How did they vote?
Yesterday, the Illinois Senate Public Health committee passed SB 1619 by a party line vote of 6 to 4. It now moves to the full senate. Look at the list below to see how the members of this committee voted.
Take ACTION: Click HERE to contact your state senator today and ask him or her to vote against SB 1619, the so-called “Personal Responsibility Education Program Act,” which more appropriately could be called the “Condom Training Sex Ed Bill.” SB 1619 is backed by Illinois Planned Parenthood Council, Illinois ACLU and a host of other liberal groups, which are engaged in a massive lobbying push for this bill.
You can also call the switchboard in Springfield at (217) 782-2000 and ask for your state senator. If you don’t know who your state senator is, click HERE to look up your elected officials. Or call the IFI office at (708) 781-9328 and we will help you get that information.
SB 1619 Senate Public Health Committee Vote
Yea — Senator William Delgado (D-Chicago)
Yea — Senator Mattie Hunter (D-Chicago)
Yea — Senator Susan Garrett (D-Highwood)
Yea — Senator Michael Noland (D-Elgin)
Yea — Senator Dan Kotowski (D-Park Ridge) substituting for Sen. Schoenberg
Yea — Senator Heather A. Steans (D-Chicago)
No — Senator Dave Syverson (R-Rockford)
No — Senator. Shane Cultra (R-Onarga)
No — Senator Christine J. Johnson (R-Sycamore)
No — Senator Carole Pankau (R-Bloomingdale)
Parents do not want their children being taught the “how to’s” of sexual activity, especially when that activity puts their children’s lives and health in jeopardy. Most parents are fully aware that Planned Parenthood and its liberal allies are actually encouraging sexual activity with SB 1619.
In 2005, the ACLU of Illinois mailed a letter to more than thirteen hundred school superintendents across Illinois complaining that some schools in Illinois are providing their students with “dangerous, inaccurate sex education information.”
What “inaccurate sex education information,” you may ask? Well, according to the ACLU of Illinois, schools that teach abstinence-only-until-marriage “deny students crucial information they need to prevent pregnancy and protect them from sexually-transmitted diseases (STDs).”
Yes, you read that right. The ACLU of Illinois holds the opinion that by promoting no sex until marriage, somehow schools increase student health risks. Of course this makes no sense. Abstinence, when adhered to, will never result in pregnancy and will never spread STDs.
Moreover, studies have shown that “A greater number of students in abstinence programs correctly identified STDs than did students in control groups,” and “a greater number of students in abstinence programs reported correctly that birth control pills do not prevent STDs than did students in control groups.” (For more information, please read Laurie Higgins’ article, Abstinence Education Works.)
The ACLU and Planned Parenthood, which also happens to be the nation’s biggest abortion provider, would rather use your tax dollars and public school resources to promote and encourage young people to experiment with all types of risky sexual behavior, including oral sex and homosexuality. (In 2010, Illinois received $2.23 million from the new federal Personal Responsibility Education Program for “comprehensive” sex education programs.)

Provided data ::
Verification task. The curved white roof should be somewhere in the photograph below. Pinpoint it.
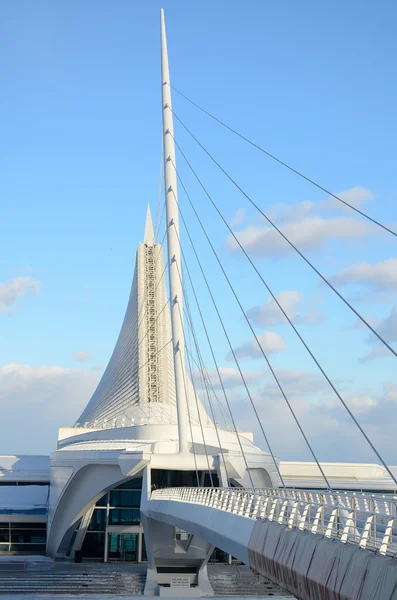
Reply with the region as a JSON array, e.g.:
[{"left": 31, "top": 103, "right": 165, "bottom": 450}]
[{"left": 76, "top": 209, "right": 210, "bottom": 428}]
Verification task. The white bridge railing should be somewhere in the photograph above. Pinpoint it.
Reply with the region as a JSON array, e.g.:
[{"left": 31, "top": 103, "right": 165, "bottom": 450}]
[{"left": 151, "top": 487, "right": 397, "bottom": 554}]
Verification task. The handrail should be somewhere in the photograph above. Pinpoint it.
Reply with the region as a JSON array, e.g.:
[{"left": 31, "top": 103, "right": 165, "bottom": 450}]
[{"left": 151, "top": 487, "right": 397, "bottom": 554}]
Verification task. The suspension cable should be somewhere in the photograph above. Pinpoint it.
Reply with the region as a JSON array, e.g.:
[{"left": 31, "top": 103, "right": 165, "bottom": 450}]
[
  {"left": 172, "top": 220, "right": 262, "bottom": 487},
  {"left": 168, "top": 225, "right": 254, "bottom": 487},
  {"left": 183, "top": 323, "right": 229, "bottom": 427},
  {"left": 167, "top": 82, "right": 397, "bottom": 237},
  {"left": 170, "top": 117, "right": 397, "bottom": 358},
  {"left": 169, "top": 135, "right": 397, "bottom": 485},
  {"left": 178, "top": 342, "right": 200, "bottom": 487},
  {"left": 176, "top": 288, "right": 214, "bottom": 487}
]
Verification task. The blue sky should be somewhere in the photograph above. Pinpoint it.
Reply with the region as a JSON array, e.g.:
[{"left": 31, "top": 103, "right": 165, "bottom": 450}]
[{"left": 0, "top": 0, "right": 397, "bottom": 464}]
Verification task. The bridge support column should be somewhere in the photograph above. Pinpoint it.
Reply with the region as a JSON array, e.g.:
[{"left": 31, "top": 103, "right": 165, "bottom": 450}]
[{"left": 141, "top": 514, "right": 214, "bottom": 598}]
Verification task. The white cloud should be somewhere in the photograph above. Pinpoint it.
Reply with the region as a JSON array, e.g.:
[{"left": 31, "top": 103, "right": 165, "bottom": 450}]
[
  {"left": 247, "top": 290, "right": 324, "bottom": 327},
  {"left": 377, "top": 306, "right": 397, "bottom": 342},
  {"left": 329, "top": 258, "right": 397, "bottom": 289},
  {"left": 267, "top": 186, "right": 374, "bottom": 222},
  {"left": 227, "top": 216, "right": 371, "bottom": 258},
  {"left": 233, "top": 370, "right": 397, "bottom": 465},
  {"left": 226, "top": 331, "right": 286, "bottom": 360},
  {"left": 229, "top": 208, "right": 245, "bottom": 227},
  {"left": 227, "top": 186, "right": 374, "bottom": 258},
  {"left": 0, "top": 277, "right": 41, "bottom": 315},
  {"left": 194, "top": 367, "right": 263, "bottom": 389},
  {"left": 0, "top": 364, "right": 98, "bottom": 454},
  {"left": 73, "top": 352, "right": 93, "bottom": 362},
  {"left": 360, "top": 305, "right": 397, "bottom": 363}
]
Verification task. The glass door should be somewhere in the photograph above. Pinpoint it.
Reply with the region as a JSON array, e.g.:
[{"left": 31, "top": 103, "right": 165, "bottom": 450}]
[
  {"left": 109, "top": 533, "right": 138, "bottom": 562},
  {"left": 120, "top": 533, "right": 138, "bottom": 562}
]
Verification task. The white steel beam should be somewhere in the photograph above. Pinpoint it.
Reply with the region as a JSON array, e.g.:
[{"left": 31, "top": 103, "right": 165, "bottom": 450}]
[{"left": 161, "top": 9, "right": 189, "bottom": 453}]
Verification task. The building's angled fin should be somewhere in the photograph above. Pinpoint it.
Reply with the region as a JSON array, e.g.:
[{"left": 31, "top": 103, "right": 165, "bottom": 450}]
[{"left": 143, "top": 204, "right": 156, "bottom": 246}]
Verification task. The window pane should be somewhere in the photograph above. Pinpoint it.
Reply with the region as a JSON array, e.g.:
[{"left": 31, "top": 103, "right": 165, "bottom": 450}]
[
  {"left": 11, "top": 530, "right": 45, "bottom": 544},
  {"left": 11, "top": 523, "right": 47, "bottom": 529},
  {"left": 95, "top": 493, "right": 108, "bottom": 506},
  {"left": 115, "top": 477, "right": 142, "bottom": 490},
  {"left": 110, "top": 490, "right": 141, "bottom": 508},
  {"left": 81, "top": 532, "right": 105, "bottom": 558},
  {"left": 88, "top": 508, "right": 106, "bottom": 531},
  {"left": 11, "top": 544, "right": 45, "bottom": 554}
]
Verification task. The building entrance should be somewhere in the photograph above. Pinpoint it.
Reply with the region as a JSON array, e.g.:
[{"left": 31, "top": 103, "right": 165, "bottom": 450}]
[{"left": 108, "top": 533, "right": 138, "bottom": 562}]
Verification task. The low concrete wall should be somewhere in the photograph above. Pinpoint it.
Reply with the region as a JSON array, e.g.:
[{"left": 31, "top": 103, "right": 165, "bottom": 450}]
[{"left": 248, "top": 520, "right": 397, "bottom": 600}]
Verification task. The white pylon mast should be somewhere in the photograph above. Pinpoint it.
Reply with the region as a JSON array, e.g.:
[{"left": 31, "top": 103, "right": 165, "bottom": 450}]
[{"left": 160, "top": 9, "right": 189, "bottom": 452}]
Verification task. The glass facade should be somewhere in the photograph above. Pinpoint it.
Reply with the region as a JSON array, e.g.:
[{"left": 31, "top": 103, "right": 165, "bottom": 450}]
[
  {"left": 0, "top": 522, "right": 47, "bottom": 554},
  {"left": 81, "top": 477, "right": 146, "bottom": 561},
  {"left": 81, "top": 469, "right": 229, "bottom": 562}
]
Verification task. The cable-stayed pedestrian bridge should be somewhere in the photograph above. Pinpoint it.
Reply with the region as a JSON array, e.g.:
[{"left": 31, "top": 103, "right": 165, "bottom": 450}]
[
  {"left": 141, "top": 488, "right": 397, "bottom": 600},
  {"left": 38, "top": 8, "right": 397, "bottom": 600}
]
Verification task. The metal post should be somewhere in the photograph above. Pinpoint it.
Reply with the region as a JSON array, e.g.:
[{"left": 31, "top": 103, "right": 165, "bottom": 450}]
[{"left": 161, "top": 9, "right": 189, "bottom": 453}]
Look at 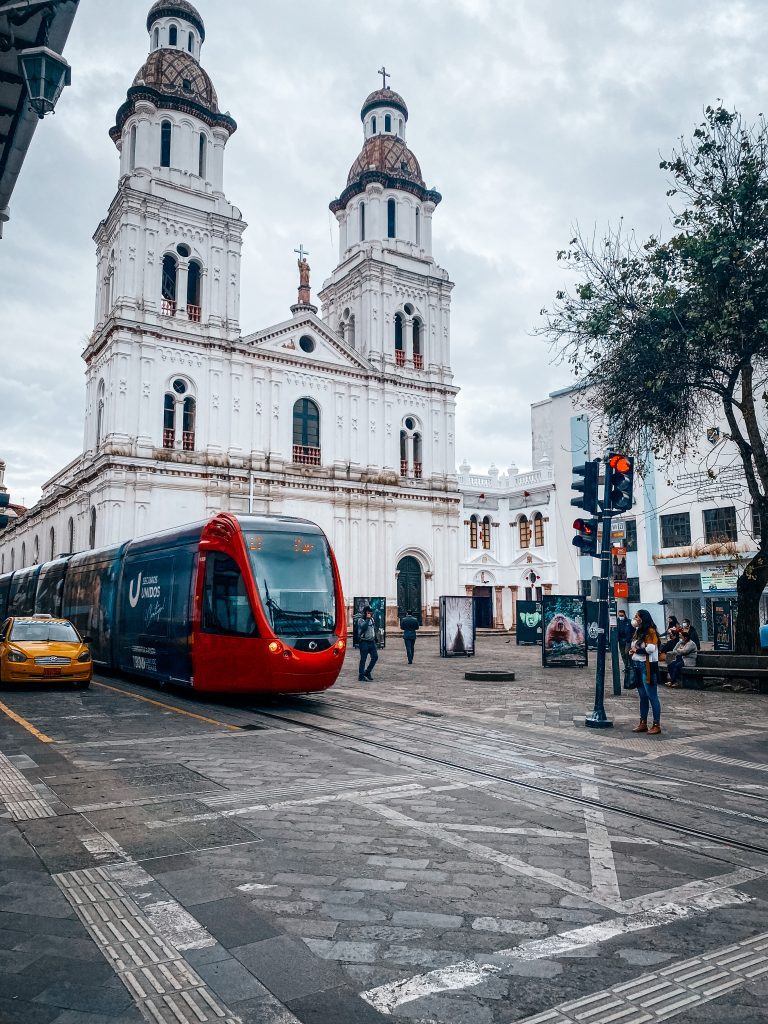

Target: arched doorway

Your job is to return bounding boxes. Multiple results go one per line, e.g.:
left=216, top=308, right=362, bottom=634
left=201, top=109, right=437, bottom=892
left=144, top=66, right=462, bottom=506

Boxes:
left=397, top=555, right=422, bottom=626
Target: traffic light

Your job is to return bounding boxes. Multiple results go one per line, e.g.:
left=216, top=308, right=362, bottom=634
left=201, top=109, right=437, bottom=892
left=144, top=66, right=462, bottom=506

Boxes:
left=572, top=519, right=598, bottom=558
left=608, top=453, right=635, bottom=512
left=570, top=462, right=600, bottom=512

Task directions :: Reproduce the part of the SB 1619 text that starts with "Yesterday, the Illinois" and runs through "this committee voted.".

Answer for this exercise ::
Yesterday, the Illinois Senate Public Health committee passed SB 1619 by a party line vote of 6 to 4. It now moves to the full senate. Look at the list below to see how the members of this committee voted.